*Challenge*
Copy out every one of the entries below word for word, leaving out the pictures.
==== Given data ====
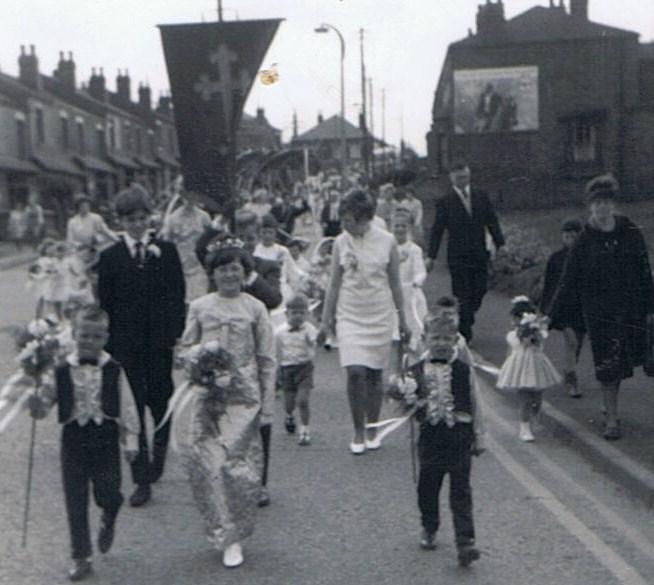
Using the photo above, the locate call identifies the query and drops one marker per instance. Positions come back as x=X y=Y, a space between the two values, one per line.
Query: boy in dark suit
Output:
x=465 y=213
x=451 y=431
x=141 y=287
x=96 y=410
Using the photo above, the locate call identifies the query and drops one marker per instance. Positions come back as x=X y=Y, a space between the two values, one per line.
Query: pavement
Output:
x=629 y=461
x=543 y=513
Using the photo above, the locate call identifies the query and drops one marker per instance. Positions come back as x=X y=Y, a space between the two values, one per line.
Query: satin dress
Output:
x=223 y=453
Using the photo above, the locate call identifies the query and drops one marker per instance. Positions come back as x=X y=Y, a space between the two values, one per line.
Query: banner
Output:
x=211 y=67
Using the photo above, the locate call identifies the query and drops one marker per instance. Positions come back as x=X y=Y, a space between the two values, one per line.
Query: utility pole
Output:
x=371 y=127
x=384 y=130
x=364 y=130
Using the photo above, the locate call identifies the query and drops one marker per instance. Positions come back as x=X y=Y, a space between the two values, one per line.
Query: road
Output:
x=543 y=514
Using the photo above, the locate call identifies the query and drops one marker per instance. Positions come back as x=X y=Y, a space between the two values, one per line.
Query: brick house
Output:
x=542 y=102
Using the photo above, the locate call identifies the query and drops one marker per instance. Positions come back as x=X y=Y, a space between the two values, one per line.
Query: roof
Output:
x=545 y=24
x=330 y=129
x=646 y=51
====
*Output*
Using the photo above, the locate call identifies the query and drops one marker per instance. Positions come back as x=X y=Y, a space between the two values, one per line.
Query: boy in dark suit
Output:
x=465 y=213
x=451 y=431
x=141 y=287
x=96 y=410
Using the photo above, the locate call identifies the query and drops one marker per instance. Positions come back as x=X y=Y, a space between the two values, one per line.
Query: pavement
Output:
x=629 y=461
x=543 y=513
Using the photo above, the locate call identifies the query and drops one marker per instance. Positions come back as x=X y=Y, a space between the two values, one per line.
Query: satin dress
Output:
x=223 y=453
Using the photo above, the locate call identifies the query and drops one marker per instance. Positions come back as x=X y=Y, a space between the two values, one per line.
Query: banner
Output:
x=211 y=67
Using the photo above, the locate call identifies the query and drops one marker per instance. Positions come back as x=X y=Y, a space between the two values, one per line.
Query: utility pole
Output:
x=371 y=127
x=384 y=130
x=364 y=130
Using the photo above, the locate call identifies the query and drops one marker per instance. Positions come back as x=X y=Y, a space between the two values, one per line.
Query: road
Output:
x=543 y=514
Using the photo above, the locate call identifies the query and drops one marker per instance. Positions come back as x=X y=Y, a space between the two values, one per line.
Query: brick house
Output:
x=542 y=102
Using the photo above, the locate call identifies the query and drops one marker per instance. Positions come back as x=X y=Y, a space between the two values, one per line.
Query: roof
Output:
x=545 y=24
x=330 y=129
x=646 y=51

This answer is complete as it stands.